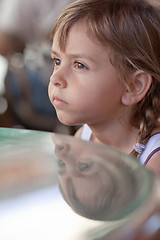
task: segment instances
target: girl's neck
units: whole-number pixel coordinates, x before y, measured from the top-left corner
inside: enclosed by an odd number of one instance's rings
[[[109,146],[115,147],[118,150],[129,154],[133,150],[133,145],[136,143],[138,129],[132,126],[117,126],[106,128],[101,126],[89,125],[92,130],[91,140],[101,142]]]

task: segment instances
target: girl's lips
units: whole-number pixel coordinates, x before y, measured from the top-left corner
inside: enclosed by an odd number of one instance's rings
[[[59,99],[57,97],[54,97],[53,98],[53,104],[54,106],[63,106],[63,105],[66,105],[67,103],[65,101],[63,101],[62,99]]]

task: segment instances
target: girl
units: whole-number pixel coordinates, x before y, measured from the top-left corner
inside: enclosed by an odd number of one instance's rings
[[[78,0],[56,20],[49,98],[77,136],[160,173],[160,6]]]

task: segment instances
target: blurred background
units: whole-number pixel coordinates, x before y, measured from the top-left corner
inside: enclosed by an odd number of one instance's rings
[[[0,127],[73,134],[48,98],[50,32],[73,0],[0,0]]]

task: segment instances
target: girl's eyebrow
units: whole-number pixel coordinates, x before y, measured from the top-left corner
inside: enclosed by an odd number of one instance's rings
[[[60,56],[60,54],[58,54],[56,51],[54,51],[53,49],[51,50],[51,55],[55,55],[55,56]],[[93,63],[96,63],[95,60],[91,57],[89,57],[88,55],[86,54],[68,54],[68,57],[70,58],[85,58],[89,61],[92,61]]]

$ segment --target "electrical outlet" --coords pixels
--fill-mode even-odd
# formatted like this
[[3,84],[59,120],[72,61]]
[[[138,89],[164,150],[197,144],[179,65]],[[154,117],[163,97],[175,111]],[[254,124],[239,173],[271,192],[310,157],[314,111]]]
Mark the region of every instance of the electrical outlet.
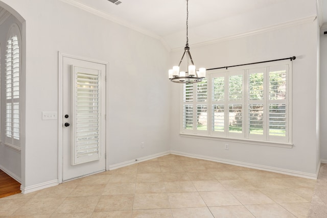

**DIRECTION**
Can you reproduce the listing word for word, from its beginning down to and including the line that holds "[[[78,0],[56,20],[49,98],[77,136],[160,173],[160,6]]]", and leave the pictures out?

**THE SOLUTION**
task: segment instances
target: girl's neck
units: whole-number pixel coordinates, x before y, measured from the top-left corner
inside: enclosed by an odd number of one instance's rings
[[[109,146],[115,147],[118,150],[129,154],[133,150],[133,145],[136,143],[138,129],[132,126],[117,126],[106,128],[101,126],[89,125],[92,130],[91,140],[101,142]]]

task: segment instances
target: girl's lips
units: whole-number pixel coordinates, x before y, measured from the top-left corner
inside: enclosed by an odd number of one instance's rings
[[[59,99],[57,97],[54,97],[53,98],[53,104],[54,106],[63,106],[63,105],[66,105],[67,103],[65,101],[63,101],[62,99]]]

task: segment instances
target: girl
units: whole-number pixel coordinates, x before y, measured from the top-left corner
inside: enclosed by an odd number of one instance's rings
[[[78,0],[56,20],[49,98],[77,136],[160,173],[160,6]]]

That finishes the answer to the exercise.